Given exercise: Rewrite every item below as a JSON list of strings, one string for each of its lines, leaving out any blank lines.

Supplied records:
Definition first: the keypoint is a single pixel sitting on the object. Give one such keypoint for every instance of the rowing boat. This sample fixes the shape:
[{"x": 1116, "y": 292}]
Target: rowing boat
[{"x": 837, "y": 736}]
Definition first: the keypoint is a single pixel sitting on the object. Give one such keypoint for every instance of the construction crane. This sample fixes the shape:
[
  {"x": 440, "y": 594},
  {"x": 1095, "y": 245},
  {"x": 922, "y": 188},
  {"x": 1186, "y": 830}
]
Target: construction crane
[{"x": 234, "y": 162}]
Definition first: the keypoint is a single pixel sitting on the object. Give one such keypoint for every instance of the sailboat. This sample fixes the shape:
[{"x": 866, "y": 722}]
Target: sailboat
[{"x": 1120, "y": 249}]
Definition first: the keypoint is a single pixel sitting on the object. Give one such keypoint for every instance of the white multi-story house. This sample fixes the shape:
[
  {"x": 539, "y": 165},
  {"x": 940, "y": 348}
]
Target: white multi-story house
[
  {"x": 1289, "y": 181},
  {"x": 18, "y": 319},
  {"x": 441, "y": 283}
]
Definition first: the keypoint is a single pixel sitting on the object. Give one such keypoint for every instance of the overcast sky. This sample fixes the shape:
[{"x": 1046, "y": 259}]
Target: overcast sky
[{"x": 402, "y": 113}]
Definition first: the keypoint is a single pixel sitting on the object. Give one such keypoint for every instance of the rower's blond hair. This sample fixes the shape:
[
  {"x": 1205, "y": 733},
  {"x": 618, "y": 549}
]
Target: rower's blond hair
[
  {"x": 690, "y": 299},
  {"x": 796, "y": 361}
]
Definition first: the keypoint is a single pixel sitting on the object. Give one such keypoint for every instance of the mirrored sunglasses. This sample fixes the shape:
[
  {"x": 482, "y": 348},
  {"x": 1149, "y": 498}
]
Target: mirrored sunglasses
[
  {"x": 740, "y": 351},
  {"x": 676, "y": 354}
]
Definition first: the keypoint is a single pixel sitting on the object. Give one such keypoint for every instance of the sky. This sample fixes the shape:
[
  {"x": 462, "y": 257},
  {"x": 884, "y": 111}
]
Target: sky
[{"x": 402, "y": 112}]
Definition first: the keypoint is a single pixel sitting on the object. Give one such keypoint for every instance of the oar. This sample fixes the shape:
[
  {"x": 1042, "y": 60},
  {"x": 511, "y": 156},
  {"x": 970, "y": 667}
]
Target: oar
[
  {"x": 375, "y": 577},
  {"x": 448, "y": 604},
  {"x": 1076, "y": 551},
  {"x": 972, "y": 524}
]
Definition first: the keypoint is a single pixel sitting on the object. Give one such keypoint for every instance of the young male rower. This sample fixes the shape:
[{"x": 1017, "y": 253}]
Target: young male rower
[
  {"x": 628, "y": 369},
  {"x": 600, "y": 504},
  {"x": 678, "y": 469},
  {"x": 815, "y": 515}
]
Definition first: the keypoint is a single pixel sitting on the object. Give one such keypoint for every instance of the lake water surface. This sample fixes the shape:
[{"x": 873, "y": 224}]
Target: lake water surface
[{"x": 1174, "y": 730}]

Reply to the exercise:
[
  "Definition first: the keypoint is a single pixel sitting on the object. Give one such keypoint for every instance of the rowing boat. This sample fixes the shape:",
  "[{\"x\": 1116, \"y\": 292}]",
  "Target: rowing boat",
  "[{\"x\": 837, \"y\": 736}]",
  "Definition first: the keypoint is a single pixel sitting on the object. Give one such keypoint for every instance of the construction crane. This sample fixes the shape:",
  "[",
  "  {\"x\": 440, \"y\": 594},",
  "  {\"x\": 1095, \"y\": 245},",
  "  {\"x\": 922, \"y\": 188},",
  "  {\"x\": 1186, \"y\": 830}",
  "]",
  "Target: construction crane",
  "[{\"x\": 234, \"y\": 162}]",
  "Definition first: the keypoint is a single pixel sitting on the object. Give one such keypoint for every instance of the sailboat. This sample fixes the shape:",
  "[{\"x\": 866, \"y\": 722}]",
  "Target: sailboat",
  "[{\"x\": 1120, \"y\": 249}]",
  "Definition first: the keypoint is a single pixel sitting on the object. Give one such keypoint for every instance of the white multi-story house. This sample fixes the shape:",
  "[",
  "  {\"x\": 539, \"y\": 165},",
  "  {\"x\": 940, \"y\": 348}",
  "]",
  "Target: white multi-story house",
  "[",
  "  {\"x\": 1289, \"y\": 181},",
  "  {\"x\": 18, \"y\": 319},",
  "  {\"x\": 441, \"y\": 283}",
  "]",
  "Definition first: the keypoint is a single pixel sitting on the object. Give one such keypoint for every instance of the overcast sky. This sample fixes the shape:",
  "[{\"x\": 1046, \"y\": 259}]",
  "Target: overcast sky",
  "[{\"x\": 402, \"y\": 113}]",
  "Definition first: the keypoint is a single pixel sitting on the object. Give one such keypoint for every instance of the rower's blond hair. This sample fixes the shape:",
  "[",
  "  {\"x\": 1205, \"y\": 733},",
  "  {\"x\": 618, \"y\": 549}",
  "]",
  "Target: rower's blond hair",
  "[",
  "  {\"x\": 690, \"y\": 299},",
  "  {\"x\": 796, \"y\": 361}",
  "]",
  "Definition first: the keypoint is a single pixel sitting on the object. Give one such keypoint for every instance of the mirrored sunglasses. This sample fixes the shape:",
  "[",
  "  {\"x\": 482, \"y\": 348},",
  "  {\"x\": 1149, \"y\": 498}",
  "]",
  "Target: mirrored sunglasses",
  "[",
  "  {\"x\": 740, \"y\": 351},",
  "  {\"x\": 676, \"y\": 354}",
  "]",
  "Definition first: the keypoint is a single pixel sitting on the object. Give one such keypoint for every instance of the sky. This sample fixes the shape:",
  "[",
  "  {\"x\": 462, \"y\": 257},",
  "  {\"x\": 884, \"y\": 111}",
  "]",
  "Target: sky",
  "[{\"x\": 402, \"y\": 112}]",
  "Definition first: the keypoint is a single pixel sitting on the object. Give one such keypoint for every instance of the oar. This sample fixes the shape:",
  "[",
  "  {\"x\": 1042, \"y\": 60},",
  "  {\"x\": 511, \"y\": 156},",
  "  {\"x\": 970, \"y\": 667}",
  "]",
  "Target: oar",
  "[",
  "  {\"x\": 375, \"y\": 577},",
  "  {\"x\": 448, \"y\": 604},",
  "  {\"x\": 1076, \"y\": 551},",
  "  {\"x\": 972, \"y\": 524}",
  "]",
  "Definition first: the keypoint is a single pixel sitting on the object. Give one such keypoint for every instance of the young male rower. This sample fixes the shape:",
  "[{\"x\": 1017, \"y\": 253}]",
  "Target: young male rower",
  "[",
  "  {\"x\": 628, \"y\": 369},",
  "  {\"x\": 600, \"y\": 504},",
  "  {\"x\": 678, \"y\": 469},",
  "  {\"x\": 815, \"y\": 515}",
  "]",
  "Definition first: the keypoint is a single pixel sitting on the object. Give one such keypoint for every instance of the lake water surface. This sample fixes the shape:",
  "[{\"x\": 873, \"y\": 224}]",
  "Target: lake water surface",
  "[{\"x\": 1174, \"y\": 730}]"
]